-- Problem to work on --
Only the lines from the one containing "In this picture, where can the wok" through the end of the listing below belong in your answer; retype them exactly.
___
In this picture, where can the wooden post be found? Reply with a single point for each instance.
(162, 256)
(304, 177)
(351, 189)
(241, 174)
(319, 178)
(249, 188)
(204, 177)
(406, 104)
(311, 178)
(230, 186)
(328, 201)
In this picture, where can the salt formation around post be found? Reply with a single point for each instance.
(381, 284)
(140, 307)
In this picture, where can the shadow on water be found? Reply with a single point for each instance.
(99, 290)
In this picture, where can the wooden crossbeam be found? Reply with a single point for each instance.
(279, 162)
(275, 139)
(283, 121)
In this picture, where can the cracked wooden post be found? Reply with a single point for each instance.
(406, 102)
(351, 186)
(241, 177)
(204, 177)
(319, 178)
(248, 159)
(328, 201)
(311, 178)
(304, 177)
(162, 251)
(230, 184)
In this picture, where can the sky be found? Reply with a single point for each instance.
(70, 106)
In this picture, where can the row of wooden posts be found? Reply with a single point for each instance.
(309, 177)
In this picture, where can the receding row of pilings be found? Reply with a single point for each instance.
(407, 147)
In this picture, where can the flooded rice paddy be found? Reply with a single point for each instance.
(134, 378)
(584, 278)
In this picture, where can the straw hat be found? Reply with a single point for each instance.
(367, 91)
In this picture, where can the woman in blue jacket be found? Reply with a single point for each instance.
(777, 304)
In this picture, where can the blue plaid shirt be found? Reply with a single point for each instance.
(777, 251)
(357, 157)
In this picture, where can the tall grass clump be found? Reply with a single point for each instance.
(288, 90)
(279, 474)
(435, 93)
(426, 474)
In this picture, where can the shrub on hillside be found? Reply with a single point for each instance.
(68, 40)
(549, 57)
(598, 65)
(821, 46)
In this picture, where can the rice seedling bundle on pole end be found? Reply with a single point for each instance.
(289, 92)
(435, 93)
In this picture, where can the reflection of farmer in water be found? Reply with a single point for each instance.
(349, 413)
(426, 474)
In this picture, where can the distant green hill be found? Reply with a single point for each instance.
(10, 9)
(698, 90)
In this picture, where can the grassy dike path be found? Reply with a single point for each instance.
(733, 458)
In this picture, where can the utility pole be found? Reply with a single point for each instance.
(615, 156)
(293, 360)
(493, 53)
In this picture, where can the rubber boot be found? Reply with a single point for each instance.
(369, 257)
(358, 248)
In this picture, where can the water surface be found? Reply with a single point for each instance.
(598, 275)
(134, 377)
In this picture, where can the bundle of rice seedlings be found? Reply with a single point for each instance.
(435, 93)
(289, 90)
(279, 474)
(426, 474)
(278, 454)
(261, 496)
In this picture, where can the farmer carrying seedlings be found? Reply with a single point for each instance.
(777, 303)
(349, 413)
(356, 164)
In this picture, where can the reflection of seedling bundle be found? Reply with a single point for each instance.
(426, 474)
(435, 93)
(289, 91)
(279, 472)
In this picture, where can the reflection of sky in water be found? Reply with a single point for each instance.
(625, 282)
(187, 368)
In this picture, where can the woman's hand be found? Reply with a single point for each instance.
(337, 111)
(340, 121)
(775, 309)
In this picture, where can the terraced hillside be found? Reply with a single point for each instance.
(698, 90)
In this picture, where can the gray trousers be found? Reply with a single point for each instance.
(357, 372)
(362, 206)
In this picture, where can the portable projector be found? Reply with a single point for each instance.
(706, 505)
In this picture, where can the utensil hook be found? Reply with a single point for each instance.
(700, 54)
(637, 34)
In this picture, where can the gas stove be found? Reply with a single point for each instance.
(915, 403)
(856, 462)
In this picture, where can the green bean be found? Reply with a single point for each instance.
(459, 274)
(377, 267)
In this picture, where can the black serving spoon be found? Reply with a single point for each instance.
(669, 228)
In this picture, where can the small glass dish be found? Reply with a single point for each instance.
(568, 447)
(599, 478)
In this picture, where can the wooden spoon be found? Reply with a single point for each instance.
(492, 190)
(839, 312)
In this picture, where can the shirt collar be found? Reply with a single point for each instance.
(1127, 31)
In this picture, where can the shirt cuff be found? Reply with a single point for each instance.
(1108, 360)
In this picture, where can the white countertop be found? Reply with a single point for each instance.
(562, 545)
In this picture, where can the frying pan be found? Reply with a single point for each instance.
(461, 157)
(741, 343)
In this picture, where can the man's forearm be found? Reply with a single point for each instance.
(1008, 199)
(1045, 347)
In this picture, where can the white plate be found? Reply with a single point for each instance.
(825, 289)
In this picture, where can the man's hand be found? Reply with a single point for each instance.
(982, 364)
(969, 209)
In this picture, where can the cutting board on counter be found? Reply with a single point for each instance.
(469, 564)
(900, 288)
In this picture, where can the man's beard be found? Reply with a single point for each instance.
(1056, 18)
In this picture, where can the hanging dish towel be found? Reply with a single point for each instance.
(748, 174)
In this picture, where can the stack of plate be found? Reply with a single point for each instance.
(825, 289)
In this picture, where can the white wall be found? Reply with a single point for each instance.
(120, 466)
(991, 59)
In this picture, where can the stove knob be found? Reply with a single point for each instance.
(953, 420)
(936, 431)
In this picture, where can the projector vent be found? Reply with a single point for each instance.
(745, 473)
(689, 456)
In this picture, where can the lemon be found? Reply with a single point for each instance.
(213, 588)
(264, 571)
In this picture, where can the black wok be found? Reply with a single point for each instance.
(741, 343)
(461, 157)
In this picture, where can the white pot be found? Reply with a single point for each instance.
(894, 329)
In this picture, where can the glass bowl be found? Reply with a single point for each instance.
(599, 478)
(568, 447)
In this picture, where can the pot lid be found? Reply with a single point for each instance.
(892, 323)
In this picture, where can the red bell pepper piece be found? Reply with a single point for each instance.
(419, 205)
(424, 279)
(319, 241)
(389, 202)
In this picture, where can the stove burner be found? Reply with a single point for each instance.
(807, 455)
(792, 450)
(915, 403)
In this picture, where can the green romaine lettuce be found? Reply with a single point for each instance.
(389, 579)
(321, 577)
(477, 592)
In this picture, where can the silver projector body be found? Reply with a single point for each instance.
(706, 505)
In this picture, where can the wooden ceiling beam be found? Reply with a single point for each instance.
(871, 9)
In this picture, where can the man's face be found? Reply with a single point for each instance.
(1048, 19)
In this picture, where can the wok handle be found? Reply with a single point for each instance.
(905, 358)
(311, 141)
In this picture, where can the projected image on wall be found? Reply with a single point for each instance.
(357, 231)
___
-- Solution to the exercise --
In this picture, where can the wok handle be found? Reply with a single point for each instance.
(905, 358)
(311, 141)
In this picture, where can the projected image on wall be found? Reply with a single point for each instance.
(357, 231)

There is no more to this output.